— DATA SUPPLIED —

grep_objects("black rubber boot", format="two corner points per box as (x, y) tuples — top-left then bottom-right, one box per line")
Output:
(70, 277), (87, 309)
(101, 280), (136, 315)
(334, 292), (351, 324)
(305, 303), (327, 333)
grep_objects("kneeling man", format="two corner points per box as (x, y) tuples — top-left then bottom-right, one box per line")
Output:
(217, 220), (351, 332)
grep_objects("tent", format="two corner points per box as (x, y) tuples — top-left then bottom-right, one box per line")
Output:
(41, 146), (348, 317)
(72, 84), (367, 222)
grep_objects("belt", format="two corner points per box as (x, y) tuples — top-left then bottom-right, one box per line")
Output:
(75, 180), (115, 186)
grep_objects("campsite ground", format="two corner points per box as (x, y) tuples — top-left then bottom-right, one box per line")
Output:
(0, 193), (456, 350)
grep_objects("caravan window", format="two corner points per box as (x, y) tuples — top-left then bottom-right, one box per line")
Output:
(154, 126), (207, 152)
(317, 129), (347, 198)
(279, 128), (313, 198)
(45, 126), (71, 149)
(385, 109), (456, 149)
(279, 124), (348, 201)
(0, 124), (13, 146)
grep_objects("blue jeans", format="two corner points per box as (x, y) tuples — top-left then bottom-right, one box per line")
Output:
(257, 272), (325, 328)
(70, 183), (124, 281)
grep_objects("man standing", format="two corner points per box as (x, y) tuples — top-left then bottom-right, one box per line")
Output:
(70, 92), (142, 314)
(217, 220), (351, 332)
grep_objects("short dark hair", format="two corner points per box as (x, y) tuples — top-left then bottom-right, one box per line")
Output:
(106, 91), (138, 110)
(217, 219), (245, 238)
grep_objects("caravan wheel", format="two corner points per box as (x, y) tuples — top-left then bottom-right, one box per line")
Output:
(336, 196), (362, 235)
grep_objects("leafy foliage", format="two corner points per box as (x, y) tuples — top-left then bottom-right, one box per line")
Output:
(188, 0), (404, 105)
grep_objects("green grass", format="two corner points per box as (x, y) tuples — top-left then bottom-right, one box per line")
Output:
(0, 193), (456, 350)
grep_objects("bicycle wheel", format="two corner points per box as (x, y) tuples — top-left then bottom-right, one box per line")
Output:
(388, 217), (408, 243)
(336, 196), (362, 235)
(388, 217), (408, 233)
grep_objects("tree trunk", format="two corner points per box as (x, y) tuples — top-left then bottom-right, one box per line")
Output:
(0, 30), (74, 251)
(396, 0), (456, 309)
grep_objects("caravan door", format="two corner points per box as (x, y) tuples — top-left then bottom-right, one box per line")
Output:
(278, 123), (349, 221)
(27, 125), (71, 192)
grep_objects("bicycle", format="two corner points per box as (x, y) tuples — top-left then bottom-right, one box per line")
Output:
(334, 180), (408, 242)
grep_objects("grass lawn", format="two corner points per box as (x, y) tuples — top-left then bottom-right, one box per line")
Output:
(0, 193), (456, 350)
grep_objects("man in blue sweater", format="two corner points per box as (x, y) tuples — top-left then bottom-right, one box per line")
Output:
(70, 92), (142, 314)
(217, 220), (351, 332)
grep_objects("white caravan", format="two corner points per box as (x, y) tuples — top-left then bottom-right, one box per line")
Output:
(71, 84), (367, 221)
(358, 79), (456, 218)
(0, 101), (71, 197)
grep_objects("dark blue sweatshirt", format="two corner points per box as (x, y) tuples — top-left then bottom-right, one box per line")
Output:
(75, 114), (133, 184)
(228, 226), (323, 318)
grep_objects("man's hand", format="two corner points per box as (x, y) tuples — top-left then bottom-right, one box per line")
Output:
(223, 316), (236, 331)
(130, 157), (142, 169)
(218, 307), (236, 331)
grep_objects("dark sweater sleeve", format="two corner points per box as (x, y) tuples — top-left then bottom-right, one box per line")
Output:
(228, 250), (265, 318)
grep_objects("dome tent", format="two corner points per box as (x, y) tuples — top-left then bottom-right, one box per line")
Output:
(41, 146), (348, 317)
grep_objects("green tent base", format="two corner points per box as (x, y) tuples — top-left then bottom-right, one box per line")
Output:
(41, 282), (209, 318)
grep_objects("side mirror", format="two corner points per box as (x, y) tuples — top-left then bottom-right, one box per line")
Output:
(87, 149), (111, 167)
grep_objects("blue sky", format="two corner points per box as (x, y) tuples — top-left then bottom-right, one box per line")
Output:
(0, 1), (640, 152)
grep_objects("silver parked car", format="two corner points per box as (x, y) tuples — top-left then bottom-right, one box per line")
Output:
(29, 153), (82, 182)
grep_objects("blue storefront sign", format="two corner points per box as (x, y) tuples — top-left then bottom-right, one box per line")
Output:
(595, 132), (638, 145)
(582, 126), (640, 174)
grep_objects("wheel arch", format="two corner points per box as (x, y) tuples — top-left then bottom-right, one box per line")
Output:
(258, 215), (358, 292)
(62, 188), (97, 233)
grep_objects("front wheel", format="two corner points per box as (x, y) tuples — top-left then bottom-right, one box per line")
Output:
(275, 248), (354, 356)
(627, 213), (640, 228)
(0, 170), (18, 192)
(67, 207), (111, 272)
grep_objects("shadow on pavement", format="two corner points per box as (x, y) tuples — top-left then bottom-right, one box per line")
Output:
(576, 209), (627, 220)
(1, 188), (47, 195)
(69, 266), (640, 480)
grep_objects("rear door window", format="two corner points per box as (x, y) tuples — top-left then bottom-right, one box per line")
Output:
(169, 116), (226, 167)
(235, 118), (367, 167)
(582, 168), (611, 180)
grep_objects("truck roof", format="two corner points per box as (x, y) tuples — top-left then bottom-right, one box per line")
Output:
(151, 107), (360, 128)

— PROBLEM DETAILS —
Please copy out the rows word for word, beginning at the very first line of the rows and stopping after the line that contains "(72, 84), (367, 222)", with that line included.

— CORRECT RESULT —
grep_objects("black rubber boot", format="two corner points per box as (x, y) tuples — top-left then bottom-right, one box per line")
Output:
(70, 277), (87, 309)
(101, 280), (136, 315)
(334, 292), (351, 324)
(305, 303), (327, 333)
grep_objects("kneeling man", format="two corner points per box as (x, y) tuples — top-left then bottom-right, one box per line")
Output:
(217, 220), (351, 332)
grep_objects("tent", format="two corner points per box as (x, y) tuples — top-left then bottom-right, one box per line")
Output:
(41, 146), (348, 317)
(72, 84), (367, 222)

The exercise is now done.